**Data extracted from a collection:**
....
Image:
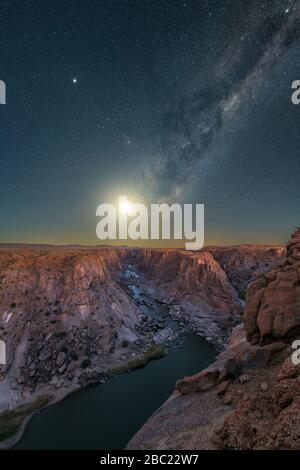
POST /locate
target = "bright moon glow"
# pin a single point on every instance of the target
(125, 205)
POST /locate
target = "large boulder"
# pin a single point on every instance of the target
(272, 309)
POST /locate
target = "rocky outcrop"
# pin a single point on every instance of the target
(244, 264)
(74, 316)
(250, 397)
(69, 317)
(273, 301)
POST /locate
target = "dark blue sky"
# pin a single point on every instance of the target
(186, 101)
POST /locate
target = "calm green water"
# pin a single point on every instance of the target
(105, 417)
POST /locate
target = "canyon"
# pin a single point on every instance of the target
(249, 398)
(75, 316)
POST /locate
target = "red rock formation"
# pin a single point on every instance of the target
(273, 301)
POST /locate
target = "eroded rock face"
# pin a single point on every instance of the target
(68, 316)
(273, 302)
(250, 397)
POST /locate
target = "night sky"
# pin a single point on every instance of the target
(174, 100)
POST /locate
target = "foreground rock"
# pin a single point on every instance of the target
(69, 317)
(250, 397)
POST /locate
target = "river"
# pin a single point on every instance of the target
(105, 417)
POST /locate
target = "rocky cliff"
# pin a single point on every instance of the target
(250, 397)
(71, 317)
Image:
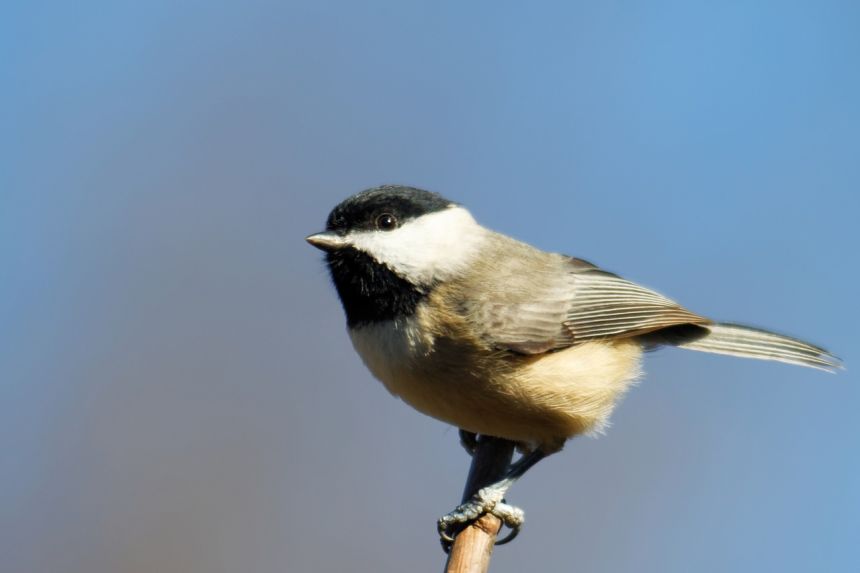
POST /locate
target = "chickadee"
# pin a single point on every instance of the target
(499, 338)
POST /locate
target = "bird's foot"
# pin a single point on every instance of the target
(488, 500)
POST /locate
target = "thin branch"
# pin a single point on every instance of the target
(473, 546)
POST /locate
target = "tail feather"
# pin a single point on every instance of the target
(738, 340)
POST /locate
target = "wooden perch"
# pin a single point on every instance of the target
(473, 546)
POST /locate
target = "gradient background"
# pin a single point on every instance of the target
(178, 393)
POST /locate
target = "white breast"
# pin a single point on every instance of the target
(391, 349)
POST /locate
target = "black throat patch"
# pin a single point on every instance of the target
(369, 291)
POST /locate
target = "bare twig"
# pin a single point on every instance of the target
(473, 546)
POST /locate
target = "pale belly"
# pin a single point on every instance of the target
(540, 400)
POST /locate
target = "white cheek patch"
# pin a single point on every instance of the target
(432, 247)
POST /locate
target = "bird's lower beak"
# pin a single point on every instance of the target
(327, 241)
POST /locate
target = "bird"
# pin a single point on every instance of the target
(499, 338)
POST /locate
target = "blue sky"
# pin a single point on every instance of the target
(177, 391)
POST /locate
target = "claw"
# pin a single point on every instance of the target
(487, 500)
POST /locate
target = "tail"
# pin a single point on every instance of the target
(738, 340)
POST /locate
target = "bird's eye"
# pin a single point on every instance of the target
(386, 222)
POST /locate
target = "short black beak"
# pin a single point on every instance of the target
(327, 241)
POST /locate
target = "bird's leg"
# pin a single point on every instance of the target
(469, 441)
(491, 499)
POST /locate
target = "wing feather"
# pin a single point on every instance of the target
(572, 302)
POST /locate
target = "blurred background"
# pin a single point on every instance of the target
(177, 390)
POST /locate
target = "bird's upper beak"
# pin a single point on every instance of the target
(327, 241)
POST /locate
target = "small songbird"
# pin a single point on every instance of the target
(499, 338)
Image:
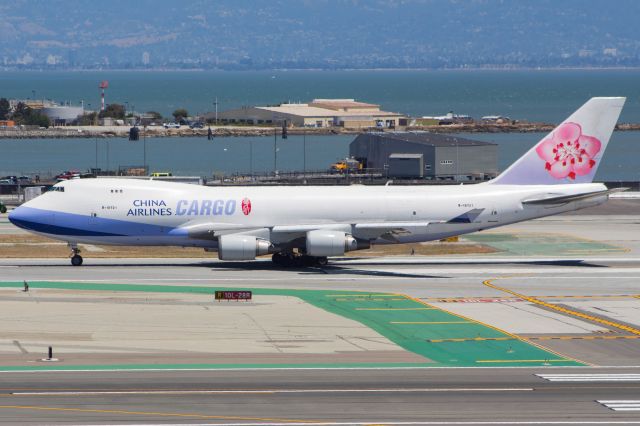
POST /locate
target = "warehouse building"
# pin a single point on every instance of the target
(318, 113)
(426, 155)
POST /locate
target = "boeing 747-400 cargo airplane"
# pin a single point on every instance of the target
(304, 225)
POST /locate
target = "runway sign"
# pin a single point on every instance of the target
(233, 295)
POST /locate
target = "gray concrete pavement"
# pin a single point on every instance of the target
(441, 396)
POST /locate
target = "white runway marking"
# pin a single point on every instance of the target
(622, 405)
(378, 422)
(591, 377)
(266, 391)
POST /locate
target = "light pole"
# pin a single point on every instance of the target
(251, 158)
(107, 155)
(144, 148)
(275, 150)
(215, 103)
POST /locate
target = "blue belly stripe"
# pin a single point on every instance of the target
(59, 223)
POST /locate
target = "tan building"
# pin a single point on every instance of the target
(318, 113)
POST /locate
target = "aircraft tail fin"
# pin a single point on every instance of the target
(572, 152)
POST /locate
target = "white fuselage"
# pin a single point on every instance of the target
(139, 212)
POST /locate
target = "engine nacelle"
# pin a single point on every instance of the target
(241, 247)
(329, 243)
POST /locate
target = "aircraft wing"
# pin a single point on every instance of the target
(211, 230)
(369, 230)
(554, 199)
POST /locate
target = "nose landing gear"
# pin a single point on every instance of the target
(76, 259)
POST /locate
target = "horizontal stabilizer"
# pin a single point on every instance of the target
(563, 199)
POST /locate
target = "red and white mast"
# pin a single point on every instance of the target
(103, 85)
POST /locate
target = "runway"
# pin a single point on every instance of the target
(401, 396)
(580, 303)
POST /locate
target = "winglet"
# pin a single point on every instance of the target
(572, 152)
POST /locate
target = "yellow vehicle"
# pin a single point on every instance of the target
(346, 165)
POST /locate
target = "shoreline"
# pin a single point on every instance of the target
(92, 132)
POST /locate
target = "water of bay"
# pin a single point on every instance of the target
(545, 95)
(200, 157)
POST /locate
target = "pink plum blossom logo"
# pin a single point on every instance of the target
(246, 206)
(569, 153)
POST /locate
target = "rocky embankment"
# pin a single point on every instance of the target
(229, 131)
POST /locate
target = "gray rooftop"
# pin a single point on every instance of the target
(426, 138)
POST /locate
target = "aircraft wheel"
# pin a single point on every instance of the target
(76, 260)
(278, 259)
(322, 261)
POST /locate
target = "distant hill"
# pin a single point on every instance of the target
(331, 34)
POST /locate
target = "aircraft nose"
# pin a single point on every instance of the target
(17, 216)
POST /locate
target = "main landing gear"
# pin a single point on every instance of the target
(76, 259)
(295, 259)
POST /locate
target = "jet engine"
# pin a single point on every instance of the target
(241, 247)
(329, 243)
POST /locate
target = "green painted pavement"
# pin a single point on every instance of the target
(409, 323)
(542, 244)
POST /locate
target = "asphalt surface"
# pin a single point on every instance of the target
(402, 396)
(435, 396)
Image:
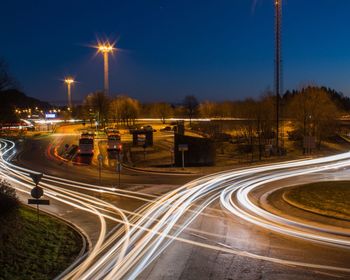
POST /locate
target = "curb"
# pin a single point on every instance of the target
(86, 241)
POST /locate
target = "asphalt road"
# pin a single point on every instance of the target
(35, 153)
(217, 228)
(208, 240)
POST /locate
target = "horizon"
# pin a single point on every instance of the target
(168, 50)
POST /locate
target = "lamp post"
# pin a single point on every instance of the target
(69, 81)
(106, 48)
(278, 67)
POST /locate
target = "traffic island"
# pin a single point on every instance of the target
(329, 199)
(35, 250)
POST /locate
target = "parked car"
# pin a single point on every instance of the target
(166, 128)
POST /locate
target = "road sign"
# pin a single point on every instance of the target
(36, 177)
(37, 192)
(183, 147)
(118, 167)
(39, 201)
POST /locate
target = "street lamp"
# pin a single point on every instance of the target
(106, 48)
(278, 67)
(69, 81)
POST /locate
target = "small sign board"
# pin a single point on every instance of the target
(119, 167)
(39, 201)
(183, 147)
(37, 192)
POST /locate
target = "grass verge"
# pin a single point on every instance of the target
(31, 250)
(326, 198)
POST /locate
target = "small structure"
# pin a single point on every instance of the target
(142, 137)
(193, 151)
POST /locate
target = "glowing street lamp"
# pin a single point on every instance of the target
(278, 66)
(69, 81)
(106, 48)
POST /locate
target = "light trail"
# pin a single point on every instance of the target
(146, 233)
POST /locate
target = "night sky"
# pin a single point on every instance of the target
(216, 50)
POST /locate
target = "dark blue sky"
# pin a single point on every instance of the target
(216, 50)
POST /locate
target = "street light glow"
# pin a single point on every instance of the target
(106, 48)
(69, 80)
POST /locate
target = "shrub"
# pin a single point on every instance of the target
(8, 198)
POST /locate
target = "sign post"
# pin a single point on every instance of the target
(118, 164)
(100, 160)
(37, 192)
(183, 148)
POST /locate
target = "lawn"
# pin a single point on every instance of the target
(326, 198)
(32, 250)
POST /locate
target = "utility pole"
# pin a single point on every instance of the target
(278, 67)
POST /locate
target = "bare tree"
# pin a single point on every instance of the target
(162, 110)
(98, 104)
(314, 112)
(208, 109)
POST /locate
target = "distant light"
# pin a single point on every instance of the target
(69, 80)
(50, 116)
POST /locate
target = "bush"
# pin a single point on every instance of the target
(8, 198)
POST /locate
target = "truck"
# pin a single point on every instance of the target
(113, 141)
(86, 145)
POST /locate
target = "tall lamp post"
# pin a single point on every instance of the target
(106, 48)
(69, 81)
(278, 67)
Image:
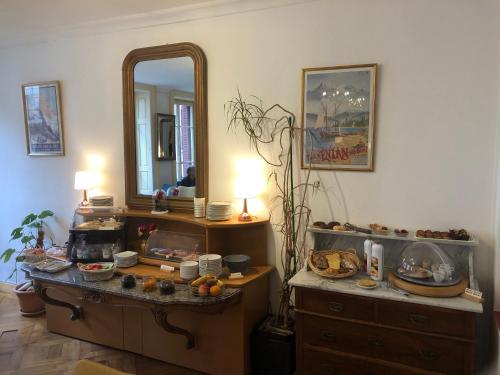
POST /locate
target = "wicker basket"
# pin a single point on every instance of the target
(97, 275)
(350, 253)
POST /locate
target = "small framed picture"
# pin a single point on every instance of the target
(165, 136)
(338, 117)
(42, 118)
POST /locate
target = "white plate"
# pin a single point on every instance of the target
(366, 287)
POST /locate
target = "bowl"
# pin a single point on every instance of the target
(237, 262)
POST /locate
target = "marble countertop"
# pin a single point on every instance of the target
(309, 279)
(74, 278)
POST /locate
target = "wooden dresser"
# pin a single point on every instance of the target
(341, 333)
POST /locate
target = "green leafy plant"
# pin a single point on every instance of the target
(32, 225)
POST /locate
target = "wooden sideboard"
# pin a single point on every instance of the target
(218, 335)
(340, 333)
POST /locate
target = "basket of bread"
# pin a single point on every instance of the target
(334, 264)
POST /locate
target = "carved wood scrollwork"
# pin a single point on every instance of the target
(161, 316)
(76, 311)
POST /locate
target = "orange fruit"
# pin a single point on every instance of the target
(215, 290)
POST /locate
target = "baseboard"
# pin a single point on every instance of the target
(6, 287)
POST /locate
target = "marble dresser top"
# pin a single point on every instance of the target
(308, 279)
(74, 278)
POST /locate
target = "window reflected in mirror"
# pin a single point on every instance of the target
(164, 126)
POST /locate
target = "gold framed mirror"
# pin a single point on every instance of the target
....
**Work item:** From the entries above, copy each line holding "building".

**Problem solution:**
target = "warehouse building"
target = "tan building"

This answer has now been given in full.